(EXCERPTED DATA begins)

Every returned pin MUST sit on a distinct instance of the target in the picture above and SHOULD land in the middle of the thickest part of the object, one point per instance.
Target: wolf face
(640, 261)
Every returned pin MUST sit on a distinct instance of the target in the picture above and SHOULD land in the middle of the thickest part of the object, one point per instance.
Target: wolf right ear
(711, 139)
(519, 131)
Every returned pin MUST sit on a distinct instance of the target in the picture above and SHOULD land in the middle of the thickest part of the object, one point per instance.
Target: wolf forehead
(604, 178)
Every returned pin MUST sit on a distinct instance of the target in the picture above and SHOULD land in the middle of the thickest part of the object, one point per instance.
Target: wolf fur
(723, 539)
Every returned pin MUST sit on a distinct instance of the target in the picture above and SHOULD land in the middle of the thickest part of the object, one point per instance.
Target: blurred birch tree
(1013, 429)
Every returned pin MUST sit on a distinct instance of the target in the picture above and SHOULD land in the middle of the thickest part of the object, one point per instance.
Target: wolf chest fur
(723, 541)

(EXCERPTED DATA ends)

> _DIRECTIONS_
Would you reproduce the entire listing, keeping every line as it is?

> _SOLUTION FOR THIS PROBLEM_
Every returned pin MUST sit on a distinct instance of the target in the picture above and SHOULD land in the middle of the thickest part of the object, one point per instance.
Target: wolf face
(640, 261)
Every returned pin MUST sit on a distinct instance of the target in the picture above and SHOULD land in the middle of the thickest part of the object, one point per instance.
Target: wolf right ear
(711, 139)
(519, 131)
Every returned pin MUST sit on a distinct instance of the target in the picture above and SHOULD land in the middle of the thickest part of the object, one point per instance.
Target: wolf forehead
(604, 178)
Every returned pin MUST sit on a distinct instance of the target in the picture above and SHOULD land in the middle of the thickest part of the object, one point per instance.
Target: wolf fur
(723, 539)
Every returned pin MUST sit on a distinct instance of the target in the picture above and SHOULD land in the middle of the thickest part of the object, one point per instance.
Target: blurred birch tree
(1013, 429)
Every returned pin MUST sit on a distinct instance of the target in the picture above and SHOULD land in the middle of the thickest part of the object, one point per instance.
Target: wolf chest fur
(723, 541)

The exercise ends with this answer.